- [REQUIREMENT] When you reach the line in the data below that contains "Objective — set a marker on each instance of the blue", please start repeating lines exactly, and stop after the line that contains "Objective — set a marker on each instance of the pink", repeating nothing else.
AVAILABLE DATA below:
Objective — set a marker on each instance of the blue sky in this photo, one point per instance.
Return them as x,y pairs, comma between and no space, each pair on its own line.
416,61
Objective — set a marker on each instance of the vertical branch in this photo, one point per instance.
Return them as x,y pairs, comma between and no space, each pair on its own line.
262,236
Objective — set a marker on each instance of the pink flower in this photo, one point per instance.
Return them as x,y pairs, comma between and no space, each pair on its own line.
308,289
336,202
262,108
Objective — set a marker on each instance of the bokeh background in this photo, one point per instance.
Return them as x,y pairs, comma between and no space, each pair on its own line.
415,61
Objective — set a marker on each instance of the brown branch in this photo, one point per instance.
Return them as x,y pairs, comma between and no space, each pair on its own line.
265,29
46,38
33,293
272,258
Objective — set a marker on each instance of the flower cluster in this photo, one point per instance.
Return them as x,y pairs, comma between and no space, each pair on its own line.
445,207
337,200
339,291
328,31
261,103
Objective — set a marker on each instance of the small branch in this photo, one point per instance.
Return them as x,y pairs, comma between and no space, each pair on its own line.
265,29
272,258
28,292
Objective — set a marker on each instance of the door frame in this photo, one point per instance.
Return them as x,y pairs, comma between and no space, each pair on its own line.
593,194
End of AVAILABLE DATA.
AVAILABLE DATA below:
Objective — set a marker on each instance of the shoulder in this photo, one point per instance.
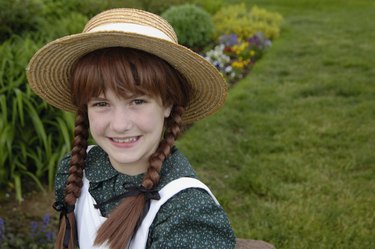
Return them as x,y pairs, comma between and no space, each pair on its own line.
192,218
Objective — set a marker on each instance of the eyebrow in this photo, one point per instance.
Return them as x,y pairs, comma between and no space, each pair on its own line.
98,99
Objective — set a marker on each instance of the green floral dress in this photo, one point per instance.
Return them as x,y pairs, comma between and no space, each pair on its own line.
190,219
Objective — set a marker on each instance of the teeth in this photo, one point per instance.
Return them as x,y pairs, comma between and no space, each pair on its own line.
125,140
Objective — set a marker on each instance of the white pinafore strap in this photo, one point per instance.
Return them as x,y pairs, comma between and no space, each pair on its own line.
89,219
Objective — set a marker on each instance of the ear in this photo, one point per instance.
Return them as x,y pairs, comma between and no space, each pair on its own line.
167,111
End of AVAILABLE DATA.
- [RESPONSE BELOW]
Objective — set a marker on each instance of the blue sky in this photo, one point per instance.
Return them as x,y pairs, comma between and no space, each pair on its own line.
416,61
Objective — set a marker on each instance of the vertical branch in this photo, one point per instance.
Return them as x,y pairs, comma between and no space, each pair on its own line.
262,236
Objective — set a marker on each instance of the pink flower in this photo, one point per instance.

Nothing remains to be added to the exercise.